Task directions:
Your answer must be an exact copy of the lines from the one holding "Objective — one dot per instance of the microphone stand" through the last line of the entries below, with nothing added.
Excerpted records section start
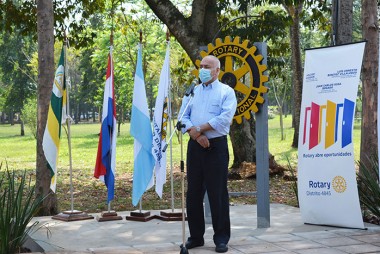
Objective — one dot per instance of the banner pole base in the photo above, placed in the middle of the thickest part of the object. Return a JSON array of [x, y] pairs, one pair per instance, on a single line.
[[72, 215]]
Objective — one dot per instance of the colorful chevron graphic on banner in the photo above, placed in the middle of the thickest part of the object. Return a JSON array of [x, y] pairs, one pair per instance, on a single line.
[[330, 111]]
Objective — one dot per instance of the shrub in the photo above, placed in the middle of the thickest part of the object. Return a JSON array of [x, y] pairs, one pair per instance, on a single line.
[[18, 205]]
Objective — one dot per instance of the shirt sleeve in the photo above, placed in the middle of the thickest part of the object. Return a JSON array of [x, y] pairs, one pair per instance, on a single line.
[[222, 122]]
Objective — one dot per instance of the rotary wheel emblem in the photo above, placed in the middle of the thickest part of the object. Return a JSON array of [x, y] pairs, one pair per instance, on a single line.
[[241, 70], [339, 184]]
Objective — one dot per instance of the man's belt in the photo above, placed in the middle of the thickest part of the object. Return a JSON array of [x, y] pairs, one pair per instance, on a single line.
[[217, 139]]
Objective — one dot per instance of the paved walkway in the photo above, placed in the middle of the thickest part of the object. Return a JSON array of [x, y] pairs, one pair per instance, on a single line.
[[287, 234]]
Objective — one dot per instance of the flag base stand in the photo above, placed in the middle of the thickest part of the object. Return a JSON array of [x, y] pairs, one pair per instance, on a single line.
[[170, 216], [108, 216], [140, 216], [72, 215]]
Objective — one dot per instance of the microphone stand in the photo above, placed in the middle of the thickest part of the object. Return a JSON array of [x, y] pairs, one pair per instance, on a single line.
[[179, 126]]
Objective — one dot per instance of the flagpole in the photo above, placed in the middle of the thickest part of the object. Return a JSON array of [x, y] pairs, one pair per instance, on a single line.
[[170, 130], [68, 123], [72, 215], [139, 215], [111, 48]]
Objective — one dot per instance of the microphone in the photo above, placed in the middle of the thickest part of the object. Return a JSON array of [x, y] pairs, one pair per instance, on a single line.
[[190, 89]]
Excerpted records section end
Result of this task:
Objective — one dot per instance of the microphone stand in the photo above, placed in the middle of the thickest part of the object. Return a JSON array of [x, y] pairs, one pair per instance, on a single line.
[[179, 126]]
Objective — one dot per instance of the flagpole in the photo above, placed in the middle of the thickest part of the object. Return a JSON array of [x, y] pairs, one pair per instance, on a single line.
[[170, 130], [68, 123], [72, 215], [139, 215], [111, 48]]
Objective — one dot per instance of the microphone in the photo above, placed in the middle of the thickest part of the object. Return a JSON array of [x, y] pairs, one pair per instance, on a single line.
[[190, 89]]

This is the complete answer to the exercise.